ReadData
- class SignalCreation.Utils.ReadData.ReadData(path_file=None, none_option=False, fill_value=None, size_min=None, size_max=None)
# Description of the class
Blueprints for any class gathering data based on reading one or several files. The aim of the class is to provide a global skeleton for each class gathering data by organized them around objects from xarray and pint packages. The class also aims at gathering a large collection of methods for reading files, manipulating pint object and manipulating xarray datasets. The motivation behind this is twofold: first to standardize the handling of complex objects in the whole program and thus ensure a correct use of them (mistakes are harder to make, some behaviour - such has giving a unit to any data - can be forced, …), and secondly to make the use of complex objects way easier (user friendly xarray-related methods can enable a person with no knowledge of the xarray package to start manipulating the code quickly)
# Argument
- path_file: str or list of str
If the data is stored in a single file, then path_file should be a string representing the path to this file if the data is stored in several files, then path_file should be the list of strings representing the paths to those files
# Main attributes
- _unit_registry: UnitRegistry (class inherited from pint.UnitRegistry)
Collection of every available units. This attribute is set to be equal to a specific instance of UnitRegistry, so that every unit from any sub-class of ReadData is set from the same instance of UnitRegistry, avoiding runtime errors.
- _file: Python file object or list of Python file object
The file from the input path ready to be read using Python native methods
- _data: xr.Dataset
The data set storing the data in the file, their coordinates, attributes (=metadata)… The values in the dataset are stored in the form of pint Quantity objects to always associate values with their units.
# Available methods
The class contains three types of methods:
Methods to override to make the class actually useful
- Methods facilitating the read of the input file:
Those methods are usually based on native python methods, and help formatting instantly the content of a file to make reading methods easier to make
- Mandatory methods to fill the data array
Those methods are the only methods that should be used to modify the data set _data. They take simple arguments and use xarray methods to fill _data. Making ourselves use those methods to modify _data ensure that strict rules are respected as well as making xarray even more user friendly.

(Items from a dataset)
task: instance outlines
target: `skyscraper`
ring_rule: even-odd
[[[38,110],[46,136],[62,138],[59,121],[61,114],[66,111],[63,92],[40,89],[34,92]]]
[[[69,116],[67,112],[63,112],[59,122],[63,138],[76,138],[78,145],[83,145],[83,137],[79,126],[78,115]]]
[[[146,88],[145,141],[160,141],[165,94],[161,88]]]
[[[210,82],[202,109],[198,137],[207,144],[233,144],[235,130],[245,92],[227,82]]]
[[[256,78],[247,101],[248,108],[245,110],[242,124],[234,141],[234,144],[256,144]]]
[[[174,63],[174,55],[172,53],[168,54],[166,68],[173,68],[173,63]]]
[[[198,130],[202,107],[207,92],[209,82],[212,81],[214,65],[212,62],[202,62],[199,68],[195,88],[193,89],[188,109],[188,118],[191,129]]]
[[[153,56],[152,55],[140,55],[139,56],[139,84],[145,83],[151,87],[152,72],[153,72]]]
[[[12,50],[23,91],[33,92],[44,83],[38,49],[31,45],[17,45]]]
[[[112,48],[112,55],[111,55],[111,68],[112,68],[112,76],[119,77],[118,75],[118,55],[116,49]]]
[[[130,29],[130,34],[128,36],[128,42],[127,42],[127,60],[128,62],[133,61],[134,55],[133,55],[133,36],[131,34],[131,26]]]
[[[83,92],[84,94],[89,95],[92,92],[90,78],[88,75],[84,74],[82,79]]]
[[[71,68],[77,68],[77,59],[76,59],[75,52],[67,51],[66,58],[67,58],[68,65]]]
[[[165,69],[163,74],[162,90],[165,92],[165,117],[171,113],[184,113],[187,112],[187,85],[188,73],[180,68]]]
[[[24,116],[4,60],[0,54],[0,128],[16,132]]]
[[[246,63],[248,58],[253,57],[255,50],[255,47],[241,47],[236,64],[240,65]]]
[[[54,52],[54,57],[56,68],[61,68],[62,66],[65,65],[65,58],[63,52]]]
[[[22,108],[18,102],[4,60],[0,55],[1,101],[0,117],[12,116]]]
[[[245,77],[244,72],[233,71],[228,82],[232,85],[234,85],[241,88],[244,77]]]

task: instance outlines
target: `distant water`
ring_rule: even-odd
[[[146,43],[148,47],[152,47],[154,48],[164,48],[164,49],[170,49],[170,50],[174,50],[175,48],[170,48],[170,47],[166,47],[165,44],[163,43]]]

> _Actions to take_
1. Answer these questions using the ReadData class documentation:
(a) What type is the _data attribute?
(b) How many types of methods does the class contain?
(c) What should path_file be if the data is stored in several files?
2. Could you render each line of the entries as a JSON list of strings, with one string per line and blank lines left out?
The ReadData class documentation and the entries were taken from unrelated sources.

> _Answers_
1.
(a) xr.Dataset
(b) Three
(c) The list of strings representing the paths to those files

2.
[
  "task: instance outlines",
  "target: `skyscraper`",
  "ring_rule: even-odd",
  "[[[38,110],[46,136],[62,138],[59,121],[61,114],[66,111],[63,92],[40,89],[34,92]]]",
  "[[[69,116],[67,112],[63,112],[59,122],[63,138],[76,138],[78,145],[83,145],[83,137],[79,126],[78,115]]]",
  "[[[146,88],[145,141],[160,141],[165,94],[161,88]]]",
  "[[[210,82],[202,109],[198,137],[207,144],[233,144],[235,130],[245,92],[227,82]]]",
  "[[[256,78],[247,101],[248,108],[245,110],[242,124],[234,141],[234,144],[256,144]]]",
  "[[[174,63],[174,55],[172,53],[168,54],[166,68],[173,68],[173,63]]]",
  "[[[198,130],[202,107],[207,92],[209,82],[212,81],[214,65],[212,62],[202,62],[199,68],[195,88],[193,89],[188,109],[188,118],[191,129]]]",
  "[[[153,56],[152,55],[140,55],[139,56],[139,84],[145,83],[151,87],[152,72],[153,72]]]",
  "[[[12,50],[23,91],[33,92],[44,83],[38,49],[31,45],[17,45]]]",
  "[[[112,48],[112,55],[111,55],[111,68],[112,68],[112,76],[119,77],[118,75],[118,55],[116,49]]]",
  "[[[130,29],[130,34],[128,36],[128,42],[127,42],[127,60],[128,62],[133,61],[134,55],[133,55],[133,36],[131,34],[131,26]]]",
  "[[[83,92],[84,94],[89,95],[92,92],[90,78],[88,75],[84,74],[82,79]]]",
  "[[[71,68],[77,68],[77,59],[76,59],[75,52],[67,51],[66,58],[67,58],[68,65]]]",
  "[[[165,69],[163,74],[162,90],[165,92],[165,117],[171,113],[184,113],[187,112],[187,85],[188,73],[180,68]]]",
  "[[[24,116],[4,60],[0,54],[0,128],[16,132]]]",
  "[[[246,63],[248,58],[253,57],[255,50],[255,47],[241,47],[236,64],[240,65]]]",
  "[[[54,52],[54,57],[56,68],[61,68],[62,66],[65,65],[65,58],[63,52]]]",
  "[[[22,108],[18,102],[4,60],[0,55],[1,101],[0,117],[12,116]]]",
  "[[[245,77],[244,72],[233,71],[228,82],[232,85],[234,85],[241,88],[244,77]]]",
  "task: instance outlines",
  "target: `distant water`",
  "ring_rule: even-odd",
  "[[[146,43],[148,47],[152,47],[154,48],[164,48],[164,49],[170,49],[170,50],[174,50],[175,48],[170,48],[170,47],[166,47],[165,44],[163,43]]]"
]